Aim of the exercise: Print every one of the entries below word for word, leaving the pictures out of your output.

Position annotation entries:
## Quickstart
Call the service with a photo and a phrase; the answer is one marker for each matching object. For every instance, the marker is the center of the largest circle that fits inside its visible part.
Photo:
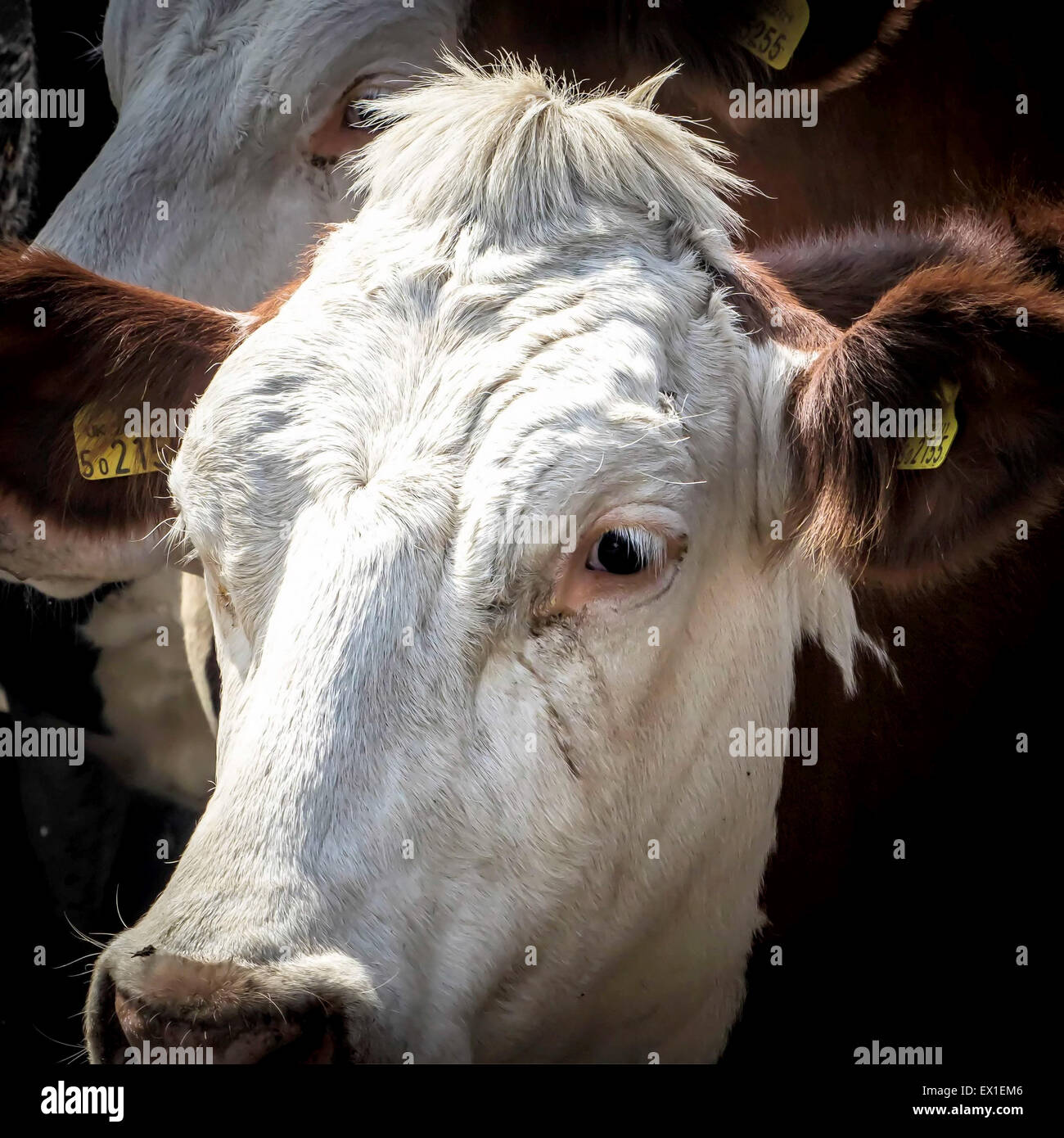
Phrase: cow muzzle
(149, 1006)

Written answer:
## Quickstart
Call the service with a photo and a phrase; the answer is one marker for each matching object. For every instance, the marker is the center of the largest circle that fits inside its visible part.
Photo:
Phrase: cow muzzle
(149, 1006)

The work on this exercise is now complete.